Work to be completed
Would you please output the lines of the data below from the one containing "Pin the red socks" to the end, exactly and with nothing added?

::: Information given :::

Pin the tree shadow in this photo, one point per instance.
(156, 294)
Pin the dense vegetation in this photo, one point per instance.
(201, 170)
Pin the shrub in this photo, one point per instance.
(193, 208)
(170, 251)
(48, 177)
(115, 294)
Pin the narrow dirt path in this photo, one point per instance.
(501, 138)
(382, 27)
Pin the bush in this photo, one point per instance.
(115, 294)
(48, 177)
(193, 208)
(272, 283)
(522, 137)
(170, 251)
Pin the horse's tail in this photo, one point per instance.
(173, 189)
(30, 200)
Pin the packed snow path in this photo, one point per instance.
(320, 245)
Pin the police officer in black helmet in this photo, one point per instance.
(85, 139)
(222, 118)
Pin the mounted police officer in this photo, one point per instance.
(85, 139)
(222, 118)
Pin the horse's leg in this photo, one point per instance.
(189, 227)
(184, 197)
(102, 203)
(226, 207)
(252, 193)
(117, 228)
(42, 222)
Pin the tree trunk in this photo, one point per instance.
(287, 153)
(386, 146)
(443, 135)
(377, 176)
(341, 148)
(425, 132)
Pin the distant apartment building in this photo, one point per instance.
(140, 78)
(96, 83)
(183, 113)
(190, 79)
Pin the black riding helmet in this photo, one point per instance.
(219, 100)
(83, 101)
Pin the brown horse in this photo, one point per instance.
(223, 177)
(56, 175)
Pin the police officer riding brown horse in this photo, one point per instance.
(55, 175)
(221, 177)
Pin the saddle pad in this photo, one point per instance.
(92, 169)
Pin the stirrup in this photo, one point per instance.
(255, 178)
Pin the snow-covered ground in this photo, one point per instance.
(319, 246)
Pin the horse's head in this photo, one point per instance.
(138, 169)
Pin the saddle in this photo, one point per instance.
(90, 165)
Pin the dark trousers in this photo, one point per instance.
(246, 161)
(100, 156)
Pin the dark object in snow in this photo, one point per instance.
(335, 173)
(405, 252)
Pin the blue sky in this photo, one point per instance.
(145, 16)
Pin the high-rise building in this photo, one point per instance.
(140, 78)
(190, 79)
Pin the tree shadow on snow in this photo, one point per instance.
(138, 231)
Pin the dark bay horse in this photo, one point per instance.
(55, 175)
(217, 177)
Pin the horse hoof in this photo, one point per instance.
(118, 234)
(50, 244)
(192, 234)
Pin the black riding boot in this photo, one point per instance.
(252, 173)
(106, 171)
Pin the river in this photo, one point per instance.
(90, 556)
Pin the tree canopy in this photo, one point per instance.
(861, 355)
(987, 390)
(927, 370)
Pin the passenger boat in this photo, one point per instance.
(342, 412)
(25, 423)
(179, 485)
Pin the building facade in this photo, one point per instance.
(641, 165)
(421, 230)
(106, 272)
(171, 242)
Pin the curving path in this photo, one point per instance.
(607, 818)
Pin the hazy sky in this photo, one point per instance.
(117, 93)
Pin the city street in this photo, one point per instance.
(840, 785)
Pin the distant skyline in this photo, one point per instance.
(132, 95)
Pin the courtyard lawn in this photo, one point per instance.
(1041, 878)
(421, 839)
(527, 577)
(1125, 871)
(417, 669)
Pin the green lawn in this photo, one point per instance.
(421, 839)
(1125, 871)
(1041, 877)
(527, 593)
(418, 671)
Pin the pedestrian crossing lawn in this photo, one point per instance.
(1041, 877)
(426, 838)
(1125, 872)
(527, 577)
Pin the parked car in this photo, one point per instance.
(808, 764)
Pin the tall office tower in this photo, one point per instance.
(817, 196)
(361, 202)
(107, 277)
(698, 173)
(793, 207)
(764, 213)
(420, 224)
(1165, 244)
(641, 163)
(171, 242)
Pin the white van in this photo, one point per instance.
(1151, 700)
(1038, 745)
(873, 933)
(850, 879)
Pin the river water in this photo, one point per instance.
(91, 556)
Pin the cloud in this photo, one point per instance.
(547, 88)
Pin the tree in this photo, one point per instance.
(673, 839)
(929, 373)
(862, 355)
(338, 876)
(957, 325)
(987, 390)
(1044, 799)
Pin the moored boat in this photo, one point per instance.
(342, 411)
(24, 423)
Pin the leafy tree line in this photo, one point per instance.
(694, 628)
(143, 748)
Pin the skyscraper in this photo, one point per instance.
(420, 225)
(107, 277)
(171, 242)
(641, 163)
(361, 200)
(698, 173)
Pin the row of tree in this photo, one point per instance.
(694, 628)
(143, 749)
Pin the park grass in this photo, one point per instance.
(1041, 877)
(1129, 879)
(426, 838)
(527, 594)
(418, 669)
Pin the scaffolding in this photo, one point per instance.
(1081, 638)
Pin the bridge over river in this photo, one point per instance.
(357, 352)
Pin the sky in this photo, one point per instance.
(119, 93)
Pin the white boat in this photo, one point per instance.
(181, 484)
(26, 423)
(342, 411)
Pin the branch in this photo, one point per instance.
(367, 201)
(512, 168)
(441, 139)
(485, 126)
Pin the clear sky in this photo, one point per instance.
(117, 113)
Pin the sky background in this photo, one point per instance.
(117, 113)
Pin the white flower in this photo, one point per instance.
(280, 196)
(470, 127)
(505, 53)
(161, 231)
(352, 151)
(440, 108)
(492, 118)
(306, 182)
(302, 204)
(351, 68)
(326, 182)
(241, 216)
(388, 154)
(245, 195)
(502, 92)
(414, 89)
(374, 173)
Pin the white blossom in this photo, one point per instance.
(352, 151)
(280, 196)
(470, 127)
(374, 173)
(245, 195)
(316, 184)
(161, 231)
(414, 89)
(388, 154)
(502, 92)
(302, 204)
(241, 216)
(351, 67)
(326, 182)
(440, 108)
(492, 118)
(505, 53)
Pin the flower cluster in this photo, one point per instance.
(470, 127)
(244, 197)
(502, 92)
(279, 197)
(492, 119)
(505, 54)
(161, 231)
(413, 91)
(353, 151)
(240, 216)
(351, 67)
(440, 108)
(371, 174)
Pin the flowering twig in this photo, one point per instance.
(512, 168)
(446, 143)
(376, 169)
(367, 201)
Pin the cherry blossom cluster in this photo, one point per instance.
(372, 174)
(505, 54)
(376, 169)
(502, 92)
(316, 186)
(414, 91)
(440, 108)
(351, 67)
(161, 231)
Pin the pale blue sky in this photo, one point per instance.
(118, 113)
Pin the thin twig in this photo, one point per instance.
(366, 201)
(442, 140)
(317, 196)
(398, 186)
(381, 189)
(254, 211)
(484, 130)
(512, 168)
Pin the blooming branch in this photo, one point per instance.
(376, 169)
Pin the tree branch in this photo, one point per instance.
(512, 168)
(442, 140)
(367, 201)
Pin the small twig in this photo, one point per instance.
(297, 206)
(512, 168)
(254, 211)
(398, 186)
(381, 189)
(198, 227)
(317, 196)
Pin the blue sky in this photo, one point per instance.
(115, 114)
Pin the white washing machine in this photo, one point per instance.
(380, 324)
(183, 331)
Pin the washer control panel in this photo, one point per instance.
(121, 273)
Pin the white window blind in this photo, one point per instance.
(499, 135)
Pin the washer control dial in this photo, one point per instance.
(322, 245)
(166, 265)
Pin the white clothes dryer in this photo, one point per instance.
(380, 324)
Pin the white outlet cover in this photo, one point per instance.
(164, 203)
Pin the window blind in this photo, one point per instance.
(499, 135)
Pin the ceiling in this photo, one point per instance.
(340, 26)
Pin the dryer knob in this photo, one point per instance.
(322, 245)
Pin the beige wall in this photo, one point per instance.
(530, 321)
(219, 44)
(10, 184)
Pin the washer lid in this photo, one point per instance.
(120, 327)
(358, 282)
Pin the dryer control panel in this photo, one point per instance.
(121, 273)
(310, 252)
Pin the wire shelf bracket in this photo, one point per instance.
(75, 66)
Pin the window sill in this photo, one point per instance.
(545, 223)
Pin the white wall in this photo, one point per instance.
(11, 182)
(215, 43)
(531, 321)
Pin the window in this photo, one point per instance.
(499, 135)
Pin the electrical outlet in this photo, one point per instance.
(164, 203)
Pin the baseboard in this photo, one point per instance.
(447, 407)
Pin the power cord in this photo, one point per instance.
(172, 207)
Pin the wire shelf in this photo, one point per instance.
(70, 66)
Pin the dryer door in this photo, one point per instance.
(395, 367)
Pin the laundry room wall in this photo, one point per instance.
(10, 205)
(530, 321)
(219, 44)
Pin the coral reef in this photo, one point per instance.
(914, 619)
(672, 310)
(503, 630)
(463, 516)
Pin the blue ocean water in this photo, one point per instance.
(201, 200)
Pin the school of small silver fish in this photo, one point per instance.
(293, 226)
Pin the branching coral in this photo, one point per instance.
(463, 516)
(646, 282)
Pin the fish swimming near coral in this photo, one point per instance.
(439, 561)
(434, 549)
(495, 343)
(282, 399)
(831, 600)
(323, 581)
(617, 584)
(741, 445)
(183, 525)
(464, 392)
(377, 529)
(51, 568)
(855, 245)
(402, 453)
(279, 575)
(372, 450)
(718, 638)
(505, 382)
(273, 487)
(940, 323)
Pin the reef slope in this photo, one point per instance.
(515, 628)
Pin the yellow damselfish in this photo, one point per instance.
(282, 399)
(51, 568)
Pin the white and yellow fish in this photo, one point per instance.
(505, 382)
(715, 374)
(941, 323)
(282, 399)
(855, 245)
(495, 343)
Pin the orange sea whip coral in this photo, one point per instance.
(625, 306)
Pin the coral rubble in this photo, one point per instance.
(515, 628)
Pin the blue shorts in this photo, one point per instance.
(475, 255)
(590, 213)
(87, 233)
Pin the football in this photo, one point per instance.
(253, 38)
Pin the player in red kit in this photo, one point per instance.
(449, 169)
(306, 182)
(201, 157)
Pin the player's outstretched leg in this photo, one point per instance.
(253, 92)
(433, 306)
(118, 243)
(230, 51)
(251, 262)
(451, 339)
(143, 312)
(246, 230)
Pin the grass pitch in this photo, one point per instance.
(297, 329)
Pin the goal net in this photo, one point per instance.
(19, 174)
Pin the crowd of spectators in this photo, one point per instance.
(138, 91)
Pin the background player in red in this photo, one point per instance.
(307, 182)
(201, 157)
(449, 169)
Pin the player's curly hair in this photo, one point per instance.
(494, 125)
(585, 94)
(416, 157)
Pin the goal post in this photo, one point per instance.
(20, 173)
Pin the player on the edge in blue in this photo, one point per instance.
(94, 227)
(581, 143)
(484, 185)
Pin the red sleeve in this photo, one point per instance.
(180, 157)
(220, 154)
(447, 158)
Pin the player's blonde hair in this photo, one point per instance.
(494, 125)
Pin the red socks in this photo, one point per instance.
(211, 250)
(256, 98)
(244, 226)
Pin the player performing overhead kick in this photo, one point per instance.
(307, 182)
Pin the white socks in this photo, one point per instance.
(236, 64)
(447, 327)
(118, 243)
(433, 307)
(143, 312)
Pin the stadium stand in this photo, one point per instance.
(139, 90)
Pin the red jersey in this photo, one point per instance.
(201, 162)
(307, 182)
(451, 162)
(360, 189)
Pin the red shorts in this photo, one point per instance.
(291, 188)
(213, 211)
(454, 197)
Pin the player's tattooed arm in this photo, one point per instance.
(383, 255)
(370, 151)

:::

Task response
Pin the red socks in this photo, one point per instance.
(211, 250)
(256, 98)
(244, 226)
Pin the player performing overhead kick in this photo, one point per instance.
(307, 182)
Pin the white socks in this photo, one point per instance.
(236, 64)
(447, 327)
(118, 243)
(433, 307)
(143, 312)
Pin the stadium stand in this photo, one point per instance.
(139, 90)
Pin the red jersey in this photo, one point per instance.
(201, 162)
(307, 182)
(451, 162)
(360, 189)
Pin the red shorts in this photo, one point per instance.
(291, 188)
(213, 211)
(454, 197)
Pin the player's tattooed arm in this photo, one point per instance.
(383, 255)
(370, 151)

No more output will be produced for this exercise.